• _What the task requires_
Count how many lines in the data below contain the word "metal". Reply with the number alone.

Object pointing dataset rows
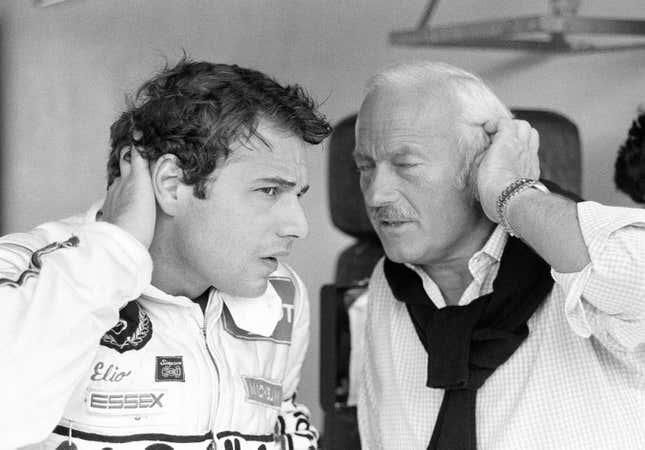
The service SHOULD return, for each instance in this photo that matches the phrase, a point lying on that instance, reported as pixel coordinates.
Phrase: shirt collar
(483, 265)
(257, 315)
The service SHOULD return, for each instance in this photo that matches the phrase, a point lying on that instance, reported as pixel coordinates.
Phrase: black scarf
(465, 344)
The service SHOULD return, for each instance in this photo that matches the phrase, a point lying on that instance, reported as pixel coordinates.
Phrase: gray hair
(476, 102)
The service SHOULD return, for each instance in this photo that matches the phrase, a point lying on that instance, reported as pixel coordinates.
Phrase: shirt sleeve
(606, 299)
(60, 292)
(294, 423)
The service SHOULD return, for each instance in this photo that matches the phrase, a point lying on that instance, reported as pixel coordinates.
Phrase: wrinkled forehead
(272, 153)
(391, 115)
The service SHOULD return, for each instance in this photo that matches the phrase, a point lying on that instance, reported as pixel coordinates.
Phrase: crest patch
(132, 331)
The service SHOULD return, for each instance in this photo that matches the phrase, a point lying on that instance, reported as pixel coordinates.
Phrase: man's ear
(167, 181)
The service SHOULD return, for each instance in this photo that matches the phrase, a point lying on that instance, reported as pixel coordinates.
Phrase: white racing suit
(85, 366)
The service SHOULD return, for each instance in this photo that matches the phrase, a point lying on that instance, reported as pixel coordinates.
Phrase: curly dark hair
(195, 110)
(629, 174)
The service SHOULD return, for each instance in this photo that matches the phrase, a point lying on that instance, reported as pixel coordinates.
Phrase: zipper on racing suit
(204, 329)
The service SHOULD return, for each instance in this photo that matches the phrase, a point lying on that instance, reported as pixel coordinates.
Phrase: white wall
(65, 70)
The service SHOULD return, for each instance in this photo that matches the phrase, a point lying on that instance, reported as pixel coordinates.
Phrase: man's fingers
(490, 127)
(534, 140)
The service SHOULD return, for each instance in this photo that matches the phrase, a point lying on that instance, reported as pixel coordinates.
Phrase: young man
(475, 338)
(162, 318)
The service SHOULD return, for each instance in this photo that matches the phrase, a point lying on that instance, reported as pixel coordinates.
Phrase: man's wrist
(522, 187)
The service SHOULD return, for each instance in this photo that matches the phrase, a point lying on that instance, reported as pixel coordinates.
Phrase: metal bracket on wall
(560, 31)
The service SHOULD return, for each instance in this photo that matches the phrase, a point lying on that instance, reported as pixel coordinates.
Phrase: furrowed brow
(285, 184)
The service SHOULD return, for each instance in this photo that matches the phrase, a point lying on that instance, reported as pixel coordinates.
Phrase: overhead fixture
(563, 30)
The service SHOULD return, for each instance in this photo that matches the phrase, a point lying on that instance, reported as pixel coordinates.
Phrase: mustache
(391, 213)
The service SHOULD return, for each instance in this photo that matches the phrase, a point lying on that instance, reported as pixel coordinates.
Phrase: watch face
(540, 187)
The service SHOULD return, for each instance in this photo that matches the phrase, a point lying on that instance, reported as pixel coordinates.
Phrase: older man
(503, 316)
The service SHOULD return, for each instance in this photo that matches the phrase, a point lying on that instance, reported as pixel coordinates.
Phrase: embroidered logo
(263, 392)
(132, 331)
(169, 368)
(111, 373)
(35, 262)
(119, 403)
(282, 332)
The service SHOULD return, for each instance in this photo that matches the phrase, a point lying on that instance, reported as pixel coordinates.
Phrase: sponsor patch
(118, 403)
(263, 392)
(169, 368)
(132, 331)
(282, 332)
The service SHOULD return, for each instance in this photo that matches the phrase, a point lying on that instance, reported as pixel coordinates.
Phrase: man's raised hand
(512, 154)
(130, 202)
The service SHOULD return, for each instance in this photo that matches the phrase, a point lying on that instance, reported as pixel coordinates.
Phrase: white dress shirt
(577, 381)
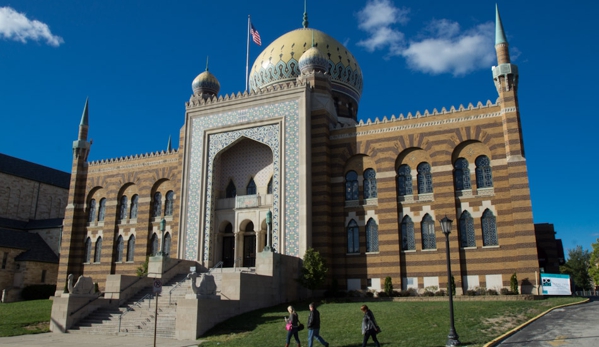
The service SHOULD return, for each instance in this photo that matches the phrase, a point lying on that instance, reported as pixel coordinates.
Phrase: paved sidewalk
(61, 340)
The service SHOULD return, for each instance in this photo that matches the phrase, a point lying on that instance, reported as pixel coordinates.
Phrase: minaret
(505, 75)
(72, 250)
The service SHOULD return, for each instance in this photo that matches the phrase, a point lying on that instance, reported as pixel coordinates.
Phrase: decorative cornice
(418, 125)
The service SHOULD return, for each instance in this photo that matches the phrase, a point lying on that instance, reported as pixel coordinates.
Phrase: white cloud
(452, 51)
(442, 48)
(377, 19)
(16, 26)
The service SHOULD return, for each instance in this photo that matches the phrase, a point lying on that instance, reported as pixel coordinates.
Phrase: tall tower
(72, 250)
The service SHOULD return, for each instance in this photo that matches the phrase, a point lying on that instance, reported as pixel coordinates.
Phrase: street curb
(495, 341)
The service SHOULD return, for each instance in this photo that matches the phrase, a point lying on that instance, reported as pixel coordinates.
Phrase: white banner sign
(555, 284)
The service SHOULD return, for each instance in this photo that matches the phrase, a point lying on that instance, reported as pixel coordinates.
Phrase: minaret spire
(305, 22)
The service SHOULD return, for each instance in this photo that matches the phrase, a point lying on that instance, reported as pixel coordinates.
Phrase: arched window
(372, 236)
(123, 209)
(489, 229)
(251, 188)
(484, 177)
(467, 230)
(120, 245)
(353, 238)
(404, 180)
(429, 240)
(134, 200)
(131, 248)
(231, 190)
(98, 254)
(168, 205)
(92, 210)
(167, 243)
(102, 210)
(154, 243)
(370, 184)
(351, 186)
(461, 174)
(408, 242)
(425, 179)
(157, 204)
(88, 250)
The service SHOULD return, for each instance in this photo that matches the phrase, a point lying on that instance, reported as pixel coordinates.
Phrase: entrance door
(249, 251)
(228, 251)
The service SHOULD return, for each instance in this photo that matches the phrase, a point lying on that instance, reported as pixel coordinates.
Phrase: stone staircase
(136, 316)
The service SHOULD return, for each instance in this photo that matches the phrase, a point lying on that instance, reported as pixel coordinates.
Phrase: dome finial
(305, 23)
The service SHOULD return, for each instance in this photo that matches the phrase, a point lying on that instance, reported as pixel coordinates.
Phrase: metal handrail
(219, 264)
(138, 304)
(170, 292)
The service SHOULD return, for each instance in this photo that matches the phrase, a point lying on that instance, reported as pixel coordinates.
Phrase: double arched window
(231, 191)
(157, 204)
(251, 187)
(429, 240)
(372, 236)
(484, 177)
(404, 180)
(461, 174)
(370, 190)
(425, 178)
(466, 226)
(489, 229)
(351, 186)
(168, 205)
(353, 237)
(408, 242)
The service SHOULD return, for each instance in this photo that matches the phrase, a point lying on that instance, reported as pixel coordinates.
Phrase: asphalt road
(575, 325)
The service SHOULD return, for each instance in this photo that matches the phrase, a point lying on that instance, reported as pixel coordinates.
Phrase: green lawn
(25, 317)
(402, 323)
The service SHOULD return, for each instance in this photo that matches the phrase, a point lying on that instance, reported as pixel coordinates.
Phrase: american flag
(255, 35)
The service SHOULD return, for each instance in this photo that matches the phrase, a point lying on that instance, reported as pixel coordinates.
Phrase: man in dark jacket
(314, 326)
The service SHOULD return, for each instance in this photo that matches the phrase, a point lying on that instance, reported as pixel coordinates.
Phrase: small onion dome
(313, 60)
(205, 83)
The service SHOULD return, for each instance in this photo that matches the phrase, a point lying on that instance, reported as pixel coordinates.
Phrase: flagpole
(247, 58)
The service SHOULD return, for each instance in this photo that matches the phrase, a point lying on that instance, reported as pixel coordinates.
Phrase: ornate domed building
(261, 177)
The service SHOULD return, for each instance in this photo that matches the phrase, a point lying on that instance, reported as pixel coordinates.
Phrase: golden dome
(279, 62)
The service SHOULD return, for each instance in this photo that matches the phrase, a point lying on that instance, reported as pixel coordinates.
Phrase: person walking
(314, 326)
(369, 327)
(293, 322)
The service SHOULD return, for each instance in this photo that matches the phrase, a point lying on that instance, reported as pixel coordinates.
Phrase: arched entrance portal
(249, 246)
(228, 247)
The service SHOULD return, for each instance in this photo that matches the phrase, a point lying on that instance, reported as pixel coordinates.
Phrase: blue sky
(135, 60)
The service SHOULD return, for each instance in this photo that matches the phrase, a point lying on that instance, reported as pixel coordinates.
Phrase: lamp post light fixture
(452, 337)
(162, 227)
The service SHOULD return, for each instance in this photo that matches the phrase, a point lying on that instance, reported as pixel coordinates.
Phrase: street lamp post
(452, 337)
(268, 247)
(162, 227)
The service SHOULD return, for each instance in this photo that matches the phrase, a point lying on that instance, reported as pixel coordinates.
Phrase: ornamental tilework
(269, 135)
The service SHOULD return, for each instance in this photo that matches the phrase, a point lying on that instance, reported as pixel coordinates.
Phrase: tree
(314, 270)
(577, 267)
(594, 263)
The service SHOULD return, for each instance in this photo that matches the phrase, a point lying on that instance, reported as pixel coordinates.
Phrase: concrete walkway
(61, 340)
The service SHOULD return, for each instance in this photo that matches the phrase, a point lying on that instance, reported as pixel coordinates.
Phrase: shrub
(514, 283)
(388, 285)
(38, 291)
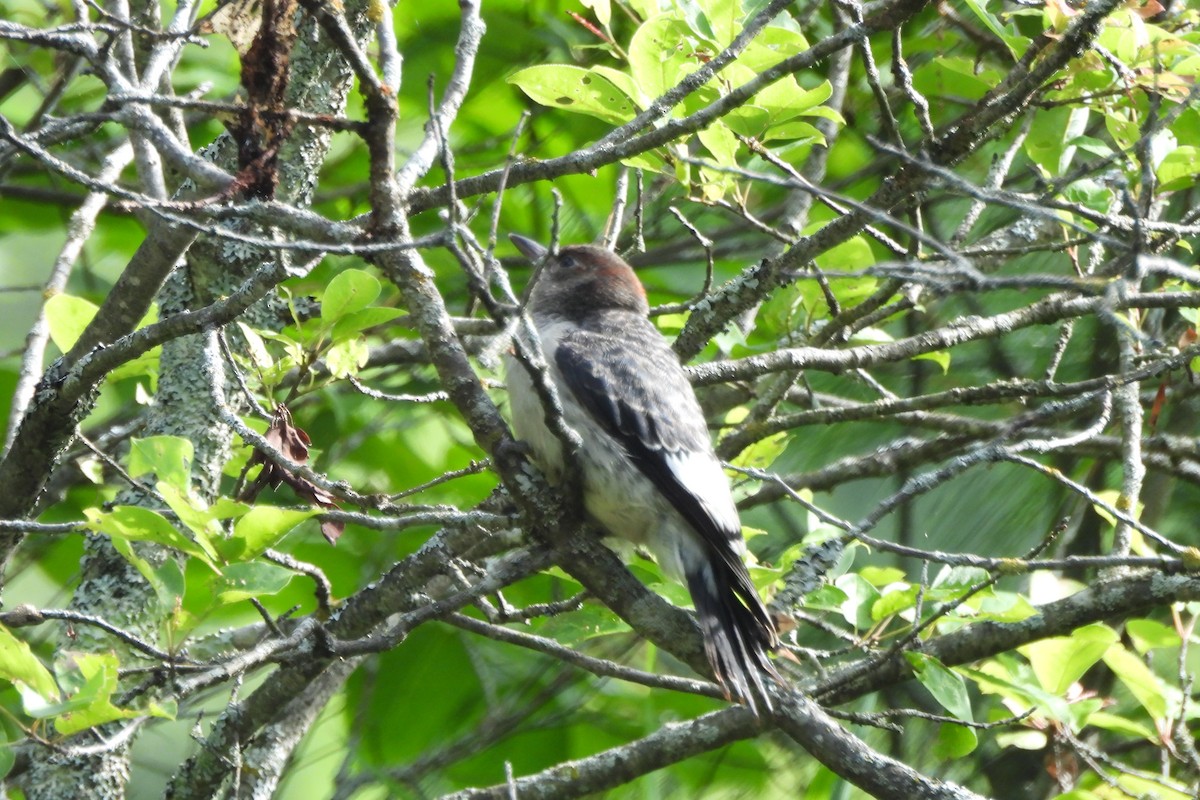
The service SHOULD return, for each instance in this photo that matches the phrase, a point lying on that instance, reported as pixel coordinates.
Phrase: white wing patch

• _Reply_
2